> [YOUR TASK]: Please count the lines in the listing below that contain the string "metal", treating uppercase and lowercase as different, and reply with the number alone.

***** DATA ENTRIES *****

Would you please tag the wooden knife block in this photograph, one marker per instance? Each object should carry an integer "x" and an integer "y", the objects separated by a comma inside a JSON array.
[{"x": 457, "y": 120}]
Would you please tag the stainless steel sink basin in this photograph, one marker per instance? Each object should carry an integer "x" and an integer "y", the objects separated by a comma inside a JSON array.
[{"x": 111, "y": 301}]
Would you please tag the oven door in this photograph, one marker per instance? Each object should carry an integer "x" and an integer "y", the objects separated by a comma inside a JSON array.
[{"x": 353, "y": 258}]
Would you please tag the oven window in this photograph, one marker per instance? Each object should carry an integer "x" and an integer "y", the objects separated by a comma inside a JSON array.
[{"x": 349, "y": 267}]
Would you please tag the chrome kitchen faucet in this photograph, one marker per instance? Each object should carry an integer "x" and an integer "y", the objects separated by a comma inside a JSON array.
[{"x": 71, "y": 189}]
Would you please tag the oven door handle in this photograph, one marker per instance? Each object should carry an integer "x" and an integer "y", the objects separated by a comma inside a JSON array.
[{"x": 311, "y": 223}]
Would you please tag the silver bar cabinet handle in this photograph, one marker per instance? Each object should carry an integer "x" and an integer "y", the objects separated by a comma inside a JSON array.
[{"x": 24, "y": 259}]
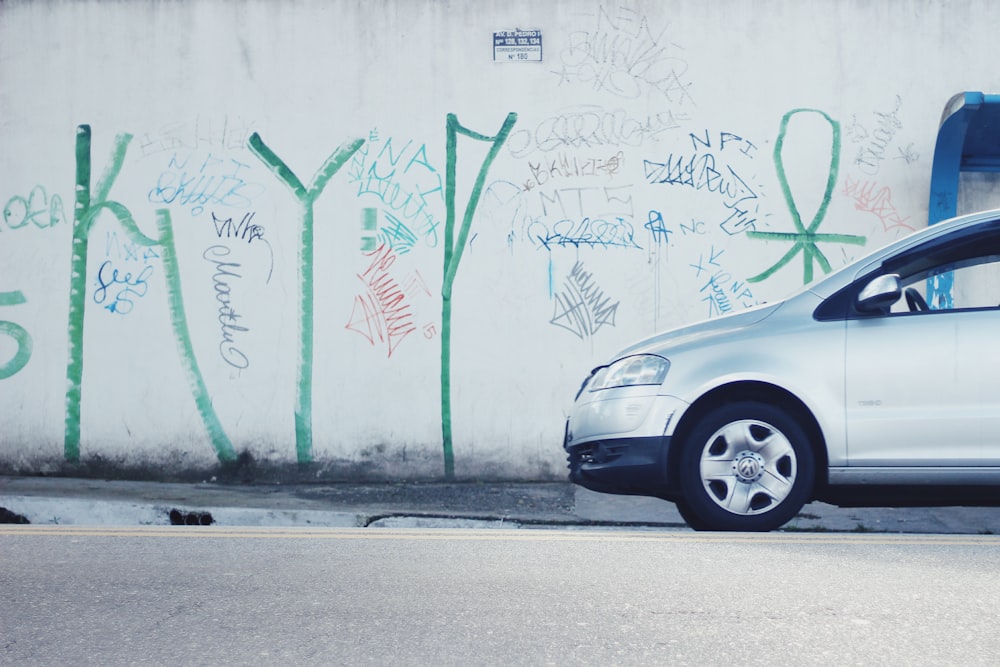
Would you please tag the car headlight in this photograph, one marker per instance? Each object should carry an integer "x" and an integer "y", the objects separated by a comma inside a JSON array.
[{"x": 630, "y": 371}]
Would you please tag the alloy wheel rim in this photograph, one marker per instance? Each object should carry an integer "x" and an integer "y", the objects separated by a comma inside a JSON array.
[{"x": 748, "y": 467}]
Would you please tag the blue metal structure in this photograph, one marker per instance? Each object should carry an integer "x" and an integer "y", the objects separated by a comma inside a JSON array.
[{"x": 968, "y": 140}]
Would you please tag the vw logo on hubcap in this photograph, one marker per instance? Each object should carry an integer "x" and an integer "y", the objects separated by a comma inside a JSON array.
[{"x": 748, "y": 466}]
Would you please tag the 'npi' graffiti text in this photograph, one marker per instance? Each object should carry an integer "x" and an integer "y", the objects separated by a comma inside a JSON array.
[
  {"x": 720, "y": 288},
  {"x": 225, "y": 272}
]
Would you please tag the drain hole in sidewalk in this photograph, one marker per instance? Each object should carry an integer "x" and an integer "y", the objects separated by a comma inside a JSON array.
[
  {"x": 6, "y": 516},
  {"x": 181, "y": 518}
]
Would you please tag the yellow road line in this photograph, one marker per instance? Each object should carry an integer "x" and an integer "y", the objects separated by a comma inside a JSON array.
[{"x": 516, "y": 535}]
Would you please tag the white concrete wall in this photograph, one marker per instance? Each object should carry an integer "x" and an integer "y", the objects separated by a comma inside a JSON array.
[{"x": 641, "y": 157}]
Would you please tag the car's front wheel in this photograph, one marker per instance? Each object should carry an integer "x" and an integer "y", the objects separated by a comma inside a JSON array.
[{"x": 745, "y": 466}]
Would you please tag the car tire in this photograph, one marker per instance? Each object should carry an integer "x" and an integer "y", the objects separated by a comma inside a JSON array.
[{"x": 745, "y": 466}]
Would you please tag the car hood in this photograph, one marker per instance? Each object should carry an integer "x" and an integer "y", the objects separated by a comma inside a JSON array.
[{"x": 701, "y": 332}]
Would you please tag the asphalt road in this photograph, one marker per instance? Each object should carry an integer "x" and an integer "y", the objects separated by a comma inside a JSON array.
[{"x": 208, "y": 595}]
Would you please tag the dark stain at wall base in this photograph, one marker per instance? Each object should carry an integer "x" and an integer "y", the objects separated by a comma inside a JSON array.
[
  {"x": 186, "y": 518},
  {"x": 375, "y": 464},
  {"x": 6, "y": 516}
]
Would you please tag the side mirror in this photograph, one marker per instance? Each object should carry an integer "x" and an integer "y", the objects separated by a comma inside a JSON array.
[{"x": 879, "y": 294}]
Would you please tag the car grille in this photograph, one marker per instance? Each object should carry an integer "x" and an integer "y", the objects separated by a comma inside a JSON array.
[{"x": 595, "y": 453}]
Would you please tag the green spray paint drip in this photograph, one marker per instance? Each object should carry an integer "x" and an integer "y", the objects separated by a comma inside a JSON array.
[
  {"x": 453, "y": 249},
  {"x": 20, "y": 335},
  {"x": 86, "y": 211},
  {"x": 178, "y": 320},
  {"x": 306, "y": 198},
  {"x": 804, "y": 239}
]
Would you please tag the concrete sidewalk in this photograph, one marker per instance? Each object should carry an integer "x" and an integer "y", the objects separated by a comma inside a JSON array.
[{"x": 71, "y": 501}]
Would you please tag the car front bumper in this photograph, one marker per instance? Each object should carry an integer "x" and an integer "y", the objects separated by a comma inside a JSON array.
[{"x": 630, "y": 466}]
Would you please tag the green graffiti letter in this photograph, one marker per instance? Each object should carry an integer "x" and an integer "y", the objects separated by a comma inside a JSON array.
[
  {"x": 306, "y": 198},
  {"x": 18, "y": 333},
  {"x": 89, "y": 205},
  {"x": 453, "y": 249},
  {"x": 804, "y": 238}
]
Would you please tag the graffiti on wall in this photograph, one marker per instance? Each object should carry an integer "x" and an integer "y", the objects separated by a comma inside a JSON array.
[
  {"x": 18, "y": 334},
  {"x": 570, "y": 213},
  {"x": 624, "y": 55},
  {"x": 37, "y": 208},
  {"x": 91, "y": 201},
  {"x": 454, "y": 246},
  {"x": 581, "y": 306},
  {"x": 805, "y": 237},
  {"x": 305, "y": 198}
]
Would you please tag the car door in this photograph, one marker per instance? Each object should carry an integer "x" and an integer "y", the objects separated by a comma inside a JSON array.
[
  {"x": 923, "y": 389},
  {"x": 923, "y": 381}
]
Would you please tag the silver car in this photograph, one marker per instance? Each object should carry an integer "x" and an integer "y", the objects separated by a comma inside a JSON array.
[{"x": 878, "y": 384}]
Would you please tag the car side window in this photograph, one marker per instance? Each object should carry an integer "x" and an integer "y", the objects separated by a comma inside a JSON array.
[{"x": 961, "y": 275}]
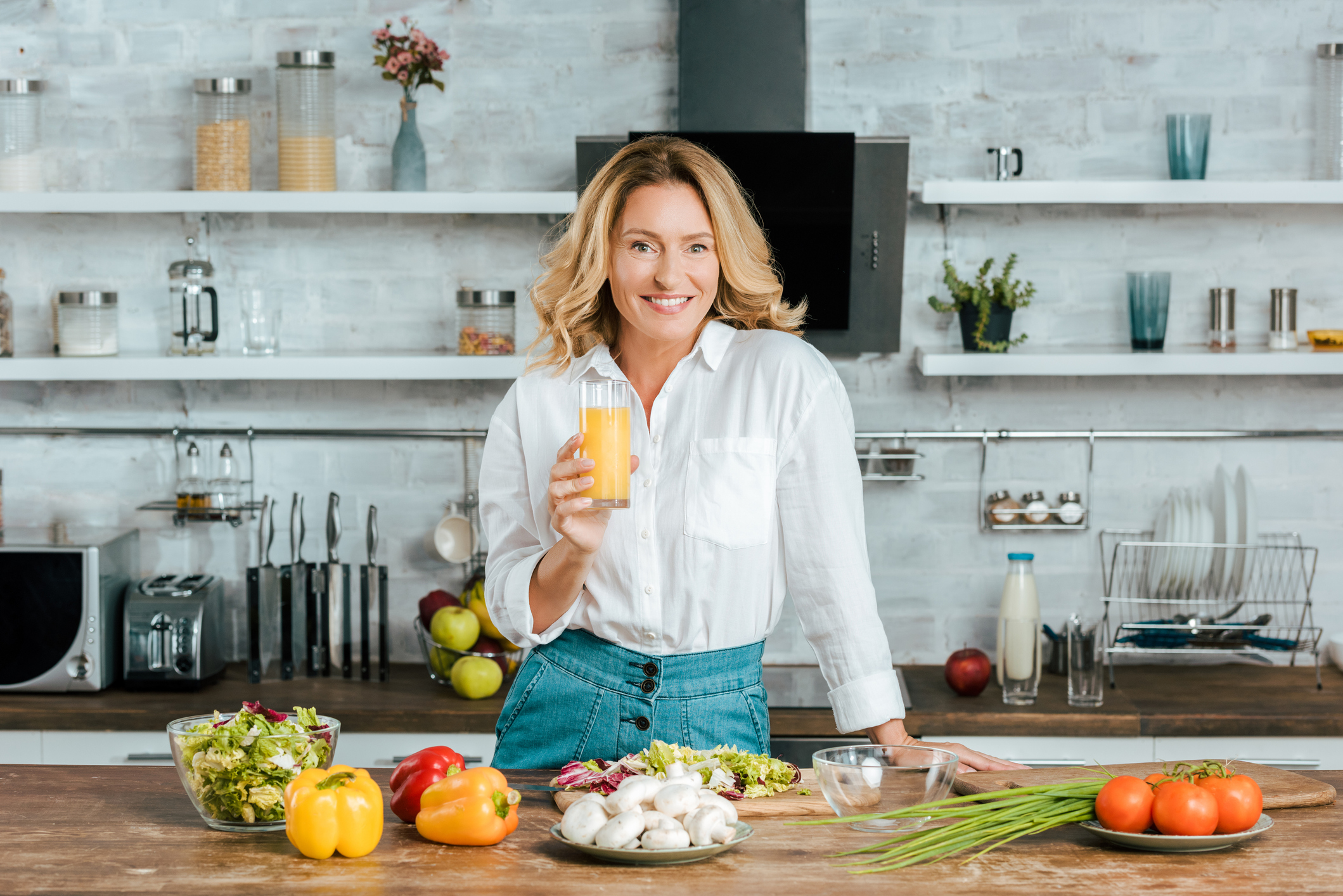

*****

> [PROBLEM SOLUTION]: 1